■ TEXT PASSAGE ■
BEGIN

ANNAPOLIS, Md. (AP) - Maryland lawmakers renewed criticism Friday of Gov. Larry Hogan’s April procurement of 500,000 COVID-19 tests from South Korea after The Washington Post reported the first batch was flawed and never used, but the governor defended the tests.
Hogan told The Associated Press that the first batch of tests he purchased with great fanfare from South Korea had to be replaced.
“We brought the tests in,” Hogan said. “When they first got back, the FDA changed the emergency use authorization at the last minute, so we had to switch out and upgrade to a different set of tests, which we then brought in. There’ve been no problems with these tests whatsoever.”
It was unclear what Food and Drug Administration change Hogan was referring to. The FDA did not immediately respond to a request for comment.
The Post reported that Hogan spent about $9.5 million in state funding on the initial tests. The Republican governor then quietly paid a South Korean company $2.5 million for 500,000 replacement tests, the newspaper reported.
Lawmakers say they still don’t have the answers they have been looking for, after months of asking the administration.
“I think we are weighing the possibility of having further hearings to understand what happened here,” said Sen. Clarence Lam, a Howard County Democrat who is a doctor at Johns Hopkins.
Hogan initially announced the first procurement at a highly publicized news conference on the lawn of the governor’s residence at a time when states were scrambling to find tests. Hogan’s Korean-born wife Yumi was instrumental in helping to negotiate for the tests.
As time passed without tests being used, lawmakers began asking questions.
Lawmakers in the General Assembly, which is controlled by Democrats, have repeatedly asked for more details about the procurement. During public meetings with the administration, lawmakers have questioned why they couldn’t get answers to their questions, specifically about how many of the tests had been used.
Lawmakers said Friday they felt misled by the administration.

END

■ WHAT IS NEEDED ■
Continue the news report on Maryland's COVID-19 test purchase from South Korea, picking up after its final sentence.

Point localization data
BEGIN

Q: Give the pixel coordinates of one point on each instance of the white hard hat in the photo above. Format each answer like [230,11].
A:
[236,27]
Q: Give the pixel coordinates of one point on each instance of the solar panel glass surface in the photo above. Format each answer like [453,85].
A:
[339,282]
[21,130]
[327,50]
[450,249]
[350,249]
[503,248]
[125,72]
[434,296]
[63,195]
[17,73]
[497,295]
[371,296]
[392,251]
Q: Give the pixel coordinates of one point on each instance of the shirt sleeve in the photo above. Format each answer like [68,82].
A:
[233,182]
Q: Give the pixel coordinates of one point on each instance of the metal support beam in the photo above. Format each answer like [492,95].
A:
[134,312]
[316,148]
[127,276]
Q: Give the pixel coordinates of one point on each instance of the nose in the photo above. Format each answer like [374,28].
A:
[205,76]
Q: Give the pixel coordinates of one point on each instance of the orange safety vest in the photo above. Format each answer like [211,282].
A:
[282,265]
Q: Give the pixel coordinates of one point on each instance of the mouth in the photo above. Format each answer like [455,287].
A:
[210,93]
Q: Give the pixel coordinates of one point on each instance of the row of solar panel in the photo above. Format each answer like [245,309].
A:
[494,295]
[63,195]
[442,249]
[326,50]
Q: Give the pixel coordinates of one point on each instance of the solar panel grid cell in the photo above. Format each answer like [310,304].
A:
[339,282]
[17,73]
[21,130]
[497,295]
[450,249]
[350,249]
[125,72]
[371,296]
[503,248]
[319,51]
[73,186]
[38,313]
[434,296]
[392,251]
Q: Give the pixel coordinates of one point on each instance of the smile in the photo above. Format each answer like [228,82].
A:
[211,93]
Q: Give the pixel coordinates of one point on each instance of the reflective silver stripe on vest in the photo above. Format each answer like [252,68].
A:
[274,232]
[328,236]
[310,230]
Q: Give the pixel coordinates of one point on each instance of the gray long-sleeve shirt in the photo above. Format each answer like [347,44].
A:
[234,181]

END

■ RESPONSE ■
“They knew that they actually had to spend more money to be able to correct the problems that they had with these tests, and yet they were not forthcoming with that information either, despite multiple opportunities to inform the General Assembly and the public,” Lam said.
Del. Shane Pendergrass, a Howard County Democrat who chairs the House Health and Government Operations Committee, said she believes “the administration has been lying to us through this process.”
“Do I feel like I can now trust anything that the governor’s office says? No,” Pendergrass said Friday.
Hogan told the AP on Friday that the tests have been “the cornerstone of our testing strategy.”
“They’ve saved lives,” Hogan said.
The governor said the state is getting close to having used 400,000 of the tests.
“We’re going to use them all in the next month or so,” Hogan said.
Separately, a report by federal and state inspectors found that a University of Maryland lab had several problems with how it was processing the tests from South Korea. The report, obtained by The Baltimore Sun through public records request, was deone by the U.S. Centers for Medicare & Medicaid Services and the Maryland Office of Health Care Quality into complaints from nursing homes about a spate of false positive results in September.
While the report did not blame or clear the lab or the tests for those results, it pointed to instances in which the lab could have compromised specimens by not following the testing handbook to keep specimens cool and follow expiration dates of testing materials.